Exercise prompt. Revise the records below so that every occurrence of "Set one point per instance" becomes "Mark each instance with a single point", and leave all other text unchanged.

** Start of Recorded data **

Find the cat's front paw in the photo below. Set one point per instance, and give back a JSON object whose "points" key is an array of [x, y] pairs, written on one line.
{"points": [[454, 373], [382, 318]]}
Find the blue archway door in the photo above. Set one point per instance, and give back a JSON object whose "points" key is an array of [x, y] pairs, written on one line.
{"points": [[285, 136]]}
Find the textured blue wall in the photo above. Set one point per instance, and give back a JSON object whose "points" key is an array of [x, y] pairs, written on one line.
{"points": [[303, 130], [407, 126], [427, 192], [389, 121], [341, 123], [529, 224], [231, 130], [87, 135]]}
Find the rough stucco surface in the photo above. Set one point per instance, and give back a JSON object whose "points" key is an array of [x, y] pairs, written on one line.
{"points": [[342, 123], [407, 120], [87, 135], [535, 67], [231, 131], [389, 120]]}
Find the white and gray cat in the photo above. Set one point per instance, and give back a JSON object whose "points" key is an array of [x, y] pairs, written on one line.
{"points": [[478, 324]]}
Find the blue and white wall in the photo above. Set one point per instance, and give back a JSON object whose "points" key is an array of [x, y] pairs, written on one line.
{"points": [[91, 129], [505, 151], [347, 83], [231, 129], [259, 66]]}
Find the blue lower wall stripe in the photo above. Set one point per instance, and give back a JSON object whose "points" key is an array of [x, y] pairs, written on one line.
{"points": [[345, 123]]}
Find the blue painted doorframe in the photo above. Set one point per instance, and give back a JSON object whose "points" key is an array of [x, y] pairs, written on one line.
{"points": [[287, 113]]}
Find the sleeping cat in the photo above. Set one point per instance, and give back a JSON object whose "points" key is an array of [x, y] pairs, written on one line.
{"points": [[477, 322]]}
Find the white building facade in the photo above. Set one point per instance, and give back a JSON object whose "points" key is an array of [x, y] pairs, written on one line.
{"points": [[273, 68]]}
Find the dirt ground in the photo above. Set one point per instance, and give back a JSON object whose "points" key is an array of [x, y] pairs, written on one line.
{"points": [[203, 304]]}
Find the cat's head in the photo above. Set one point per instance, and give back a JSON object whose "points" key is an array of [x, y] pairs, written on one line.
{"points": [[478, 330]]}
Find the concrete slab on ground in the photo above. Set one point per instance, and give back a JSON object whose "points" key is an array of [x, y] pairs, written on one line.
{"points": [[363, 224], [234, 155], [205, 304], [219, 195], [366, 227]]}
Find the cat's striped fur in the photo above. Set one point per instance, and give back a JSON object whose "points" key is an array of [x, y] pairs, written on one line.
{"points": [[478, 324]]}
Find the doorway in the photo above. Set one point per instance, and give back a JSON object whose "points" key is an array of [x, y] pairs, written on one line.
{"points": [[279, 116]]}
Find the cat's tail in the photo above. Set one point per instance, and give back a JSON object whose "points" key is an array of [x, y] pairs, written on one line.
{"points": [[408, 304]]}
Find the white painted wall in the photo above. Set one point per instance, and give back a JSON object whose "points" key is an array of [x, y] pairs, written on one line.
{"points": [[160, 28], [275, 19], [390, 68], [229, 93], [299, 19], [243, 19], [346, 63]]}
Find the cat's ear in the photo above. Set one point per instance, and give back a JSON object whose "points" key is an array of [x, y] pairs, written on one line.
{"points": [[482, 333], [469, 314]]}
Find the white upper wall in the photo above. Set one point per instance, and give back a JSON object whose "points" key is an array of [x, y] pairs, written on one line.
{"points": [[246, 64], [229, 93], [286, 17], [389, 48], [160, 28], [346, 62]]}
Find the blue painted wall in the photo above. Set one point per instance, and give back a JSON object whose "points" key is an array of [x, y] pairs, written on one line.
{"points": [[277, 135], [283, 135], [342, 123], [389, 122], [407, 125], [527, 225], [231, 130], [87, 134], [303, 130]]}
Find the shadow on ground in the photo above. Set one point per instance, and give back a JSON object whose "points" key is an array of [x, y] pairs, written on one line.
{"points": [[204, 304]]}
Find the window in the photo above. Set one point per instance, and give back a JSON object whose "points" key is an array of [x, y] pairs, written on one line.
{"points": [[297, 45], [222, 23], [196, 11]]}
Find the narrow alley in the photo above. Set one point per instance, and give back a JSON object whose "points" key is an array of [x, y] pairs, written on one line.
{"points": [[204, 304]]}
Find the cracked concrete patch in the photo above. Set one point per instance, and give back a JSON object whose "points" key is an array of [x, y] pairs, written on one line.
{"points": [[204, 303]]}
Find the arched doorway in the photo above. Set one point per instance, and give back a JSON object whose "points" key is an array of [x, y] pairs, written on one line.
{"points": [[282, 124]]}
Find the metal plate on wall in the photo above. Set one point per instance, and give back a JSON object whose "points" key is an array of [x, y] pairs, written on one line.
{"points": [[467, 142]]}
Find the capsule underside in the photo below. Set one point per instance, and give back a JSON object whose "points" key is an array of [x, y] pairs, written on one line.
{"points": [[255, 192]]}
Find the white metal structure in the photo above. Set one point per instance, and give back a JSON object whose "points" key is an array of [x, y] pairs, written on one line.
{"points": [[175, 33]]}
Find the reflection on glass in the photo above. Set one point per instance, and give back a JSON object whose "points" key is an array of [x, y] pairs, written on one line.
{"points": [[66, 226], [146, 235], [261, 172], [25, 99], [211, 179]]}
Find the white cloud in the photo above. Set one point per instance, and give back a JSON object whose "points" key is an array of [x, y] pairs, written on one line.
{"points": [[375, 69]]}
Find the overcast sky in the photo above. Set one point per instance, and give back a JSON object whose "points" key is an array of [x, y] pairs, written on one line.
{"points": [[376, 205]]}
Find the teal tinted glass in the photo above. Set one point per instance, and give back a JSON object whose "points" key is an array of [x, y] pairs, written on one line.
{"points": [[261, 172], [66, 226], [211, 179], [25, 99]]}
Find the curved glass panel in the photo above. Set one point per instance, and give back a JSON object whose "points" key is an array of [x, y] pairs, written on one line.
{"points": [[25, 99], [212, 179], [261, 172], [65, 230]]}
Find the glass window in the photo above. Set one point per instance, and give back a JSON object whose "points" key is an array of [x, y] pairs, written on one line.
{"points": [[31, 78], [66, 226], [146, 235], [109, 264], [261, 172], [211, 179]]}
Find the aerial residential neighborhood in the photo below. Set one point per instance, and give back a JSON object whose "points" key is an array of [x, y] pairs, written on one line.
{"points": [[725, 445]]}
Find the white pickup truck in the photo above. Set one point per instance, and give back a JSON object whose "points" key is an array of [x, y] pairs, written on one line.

** End of Recorded data **

Task answer.
Find the cat's front paw in the photo below. Mark each instance with a single point, and give back a JSON object whose "points" key is an array of [x, y] pairs, written on one line.
{"points": [[454, 373], [382, 318]]}
Find the blue archway door in the photo above. Mark each instance with a single point, and give back a JSON object whose "points" key is an array of [x, y] pairs, written on one line.
{"points": [[285, 136]]}
Find the textured blue wall in the photo above. Mark each instance with a single point, and give back a JSON object whose "points" key is an array of [x, y] pairs, written on one line.
{"points": [[303, 130], [407, 126], [427, 192], [389, 121], [341, 123], [529, 224], [231, 130], [87, 135]]}
Find the rough stucco surface in the photo above. Mark each instance with a single point, and give back a JSON object whose "points" key is an array of [x, y] pairs, written on one line.
{"points": [[342, 123], [407, 120], [87, 135], [535, 67], [231, 131], [389, 120]]}
Find the white and gray cat in the photo above. Mark each instance with a single point, and give back a JSON object whose "points" key is an array of [x, y] pairs, written on one line.
{"points": [[478, 324]]}
Find the blue and white wall in the photo above. Mark each instance with a single point, and give back a JSON object whose "points" key is an array of [x, y] pairs, written on one line.
{"points": [[91, 129], [505, 151], [347, 83], [231, 129], [259, 66]]}
Find the blue lower wall stripe in the photo above. Mark each instance with a single point, and give back a JSON object whose "points" key is an array of [x, y] pairs, written on one line.
{"points": [[345, 123]]}
Find the blue painted doorframe in the photo above. Mark each instance with a single point, and give back a JSON object whose "points" key is an array of [x, y] pairs, written on one line.
{"points": [[287, 113]]}
Find the sleeping cat in the photo above. Mark each instance with a single point, and give back a JSON object whose "points" key is an array of [x, y] pairs, written on one line.
{"points": [[477, 322]]}
Find the white building facade in the photo above. Mark each instance with a single point, and give back a JSON object whose "points" key is an array of [x, y] pairs, written on one line.
{"points": [[273, 68]]}
Find the dirt ground in the photo above. Mark each instance with a single point, and give back a JSON object whose "points" key is an array of [x, y] pairs, written on one line.
{"points": [[203, 304]]}
Find the cat's head in the photo above. Mark each instance with a single point, and give back a JSON object whose "points" key is an array of [x, y] pairs, written on one line.
{"points": [[478, 330]]}
Find the concrete slab on ground in the photo above. Mark each instance with a single point, and give back a JSON object whose "points" key is an array of [x, y] pairs, written on one line.
{"points": [[363, 224], [234, 155], [205, 304], [219, 195], [366, 227]]}
Find the cat's striped fur in the photo above. Mark each instance with a single point, and give back a JSON object whose "points" key is an array of [x, y] pairs, written on one line.
{"points": [[478, 324]]}
Find the doorway in the photo above. Mark each instance with a single point, and give back a JSON object whose "points" key is an array of [x, y] pairs, written on one line.
{"points": [[279, 116]]}
Find the cat's tail in the photo above. Mark each instance with a single point, and give back a JSON object whose "points" key is an array of [x, y] pairs, written on one line.
{"points": [[408, 304]]}
Find the white painted wall in the photo above. Mark each instance with a single point, and give back a JSON object whose "points" key is an array of [x, y] pairs, written on one line.
{"points": [[160, 28], [275, 19], [390, 68], [229, 93], [299, 19], [243, 19], [346, 63]]}
Find the cat's ear in the photo above. Mark each instance with a single point, and give back a JSON object whose "points" key is an array of [x, y] pairs, written on one line.
{"points": [[482, 333], [469, 314]]}
Find the white upper wall in the photo above. Mark each instance with a single point, and give back a JSON object whose "points" key is an array of [x, y] pairs, written on one line.
{"points": [[246, 64], [229, 93], [286, 17], [389, 48], [160, 28], [346, 62]]}
Find the blue painted wall in the photo above. Mark each instance with a single point, and give back a JSON object whose "points" key is an array of [x, y] pairs, written on one line.
{"points": [[277, 135], [283, 135], [342, 123], [389, 122], [407, 125], [527, 225], [231, 130], [87, 134], [303, 130]]}
Find the shadow on ground in the photo above. Mark each instance with a single point, and give back a JSON object whose "points" key is an array of [x, y] pairs, written on one line.
{"points": [[204, 304]]}
Find the window in the photo above. Mark each instance with a single point, and give back a JSON object whose "points" key is an array of [x, y] pairs, written on one line.
{"points": [[297, 45], [222, 23], [196, 11]]}
Find the narrow alley in the photo above. Mark each instance with a single point, and give back a JSON object whose "points" key is an array of [x, y] pairs, written on one line.
{"points": [[204, 304]]}
Find the cracked concrete patch in the photo above. Mark each instance with a single point, and give back a JSON object whose "points" key is an array of [x, y] pairs, written on one line.
{"points": [[204, 303]]}
Find the arched doorway in the photo above. Mark each instance with a single point, and give back a JSON object whose "points" key is an array of [x, y] pairs, written on one line.
{"points": [[282, 124]]}
Find the metal plate on wall in the photo above. Mark each instance with a single point, and give back a JSON object whose "points" key is an array of [x, y] pairs, written on one line.
{"points": [[467, 142]]}
Find the capsule underside in the photo below. Mark each instance with a single point, and give back a JSON object whose "points" key is an array of [x, y] pairs, written on one line.
{"points": [[255, 192]]}
Find the white metal structure in the photo above. Mark each instance with a single point, and give back a JSON object whose "points" key is an array of [x, y] pairs, written on one line.
{"points": [[175, 33]]}
Find the reflection on glass in the photo above. Mark each instance with a single point, and give back a JSON object whose "points" key is an array of [x, y] pairs, written on one line.
{"points": [[66, 226], [146, 235], [261, 172], [25, 99], [211, 179]]}
Find the white cloud in the photo above. Mark each instance with a single point, and give back a JSON object whose "points" key is an array of [x, y] pairs, written on one line.
{"points": [[375, 69]]}
Find the overcast sky in the photo above. Mark each instance with a single point, and give back a JSON object whose "points" key is an array of [x, y] pairs, written on one line.
{"points": [[376, 205]]}
Find the teal tinted glass in the photo above. Mark each instance with a single point, and give back a JSON object whose "points" key is an array of [x, y] pairs, written on one line.
{"points": [[261, 172], [66, 226], [211, 179], [25, 99]]}
Find the curved glass panel in the photo above. Mark each instance with a single point, and give back a JSON object whose "points" key is an array of [x, y] pairs, written on one line.
{"points": [[25, 99], [212, 179], [261, 172], [65, 230]]}
Find the glass window in the photo above. Mark each instance with a single point, and give back a JSON object whose "points" key is an array of [x, y] pairs, written on one line.
{"points": [[31, 78], [66, 226], [146, 235], [109, 264], [261, 172], [211, 179]]}
Find the aerial residential neighborhood in the photo below. Mark each instance with a single point, and give back a JSON object whose "points" key is an array of [x, y] pairs, written on one line.
{"points": [[725, 445]]}
Find the white pickup truck in the photo above. Mark each instance with a single point, and give back a JSON object whose "points" key is an array of [x, y] pairs, written on one line.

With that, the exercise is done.